• REQUIREMENT:
Could you reproduce each of the records below, word for word and without any changes?

• AVAILABLE RECORDS:
--------------------------------------------------

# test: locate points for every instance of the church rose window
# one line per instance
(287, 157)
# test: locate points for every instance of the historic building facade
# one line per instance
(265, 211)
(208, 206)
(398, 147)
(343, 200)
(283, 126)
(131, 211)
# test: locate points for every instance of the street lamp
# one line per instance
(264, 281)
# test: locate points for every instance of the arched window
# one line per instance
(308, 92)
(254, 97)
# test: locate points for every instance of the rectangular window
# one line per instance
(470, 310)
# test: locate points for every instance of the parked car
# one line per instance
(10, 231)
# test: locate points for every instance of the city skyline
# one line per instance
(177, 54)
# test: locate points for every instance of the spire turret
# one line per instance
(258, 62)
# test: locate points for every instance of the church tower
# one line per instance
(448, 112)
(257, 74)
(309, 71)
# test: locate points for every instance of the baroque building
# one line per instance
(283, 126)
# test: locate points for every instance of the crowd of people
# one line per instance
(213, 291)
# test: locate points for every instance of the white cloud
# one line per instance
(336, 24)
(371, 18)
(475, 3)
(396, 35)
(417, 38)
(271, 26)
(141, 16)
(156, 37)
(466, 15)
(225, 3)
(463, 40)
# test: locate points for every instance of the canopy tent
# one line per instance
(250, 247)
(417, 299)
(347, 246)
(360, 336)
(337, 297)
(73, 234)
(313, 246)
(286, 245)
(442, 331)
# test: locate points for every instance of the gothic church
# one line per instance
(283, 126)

--------------------------------------------------

• COMPLETED EXERCISE:
# test: locate points for every instance of the church rose window
# one line per instance
(287, 157)
# test: locate points for every instance of the historic building facade
# one line per instance
(265, 211)
(208, 206)
(398, 147)
(343, 200)
(283, 126)
(131, 211)
# test: locate points for every instance of the street lamp
# one line per instance
(264, 281)
# test: locate points for every instance of the arched window
# one line per instance
(308, 92)
(254, 97)
# test: locate points for every instance of the rectangular window
# one line per instance
(470, 310)
# test: locate points for every instance of the parked car
# one line per instance
(10, 231)
# test: locate points for every instance of the city skyline
# one line per instance
(177, 54)
# test: locate points for every instance of the spire turret
# one line per instance
(258, 62)
# test: locate points for every instance of the church tower
# one line per instance
(448, 112)
(257, 74)
(309, 71)
# test: locate points for every instance of the baroque building
# one line per instance
(283, 126)
# test: locate points for every instance of the crowd of people
# one line per instance
(213, 291)
# test: locate points for every instance of the white cloud
# one line per instance
(336, 24)
(371, 18)
(475, 3)
(396, 35)
(417, 38)
(271, 26)
(141, 16)
(156, 37)
(466, 15)
(225, 3)
(463, 40)
# test: locate points for every instance of the canopy tent
# one line per instance
(250, 247)
(417, 299)
(347, 246)
(360, 336)
(337, 297)
(73, 234)
(313, 246)
(286, 245)
(442, 331)
# test: locate points for every instance of the gothic church
# one line per instance
(283, 126)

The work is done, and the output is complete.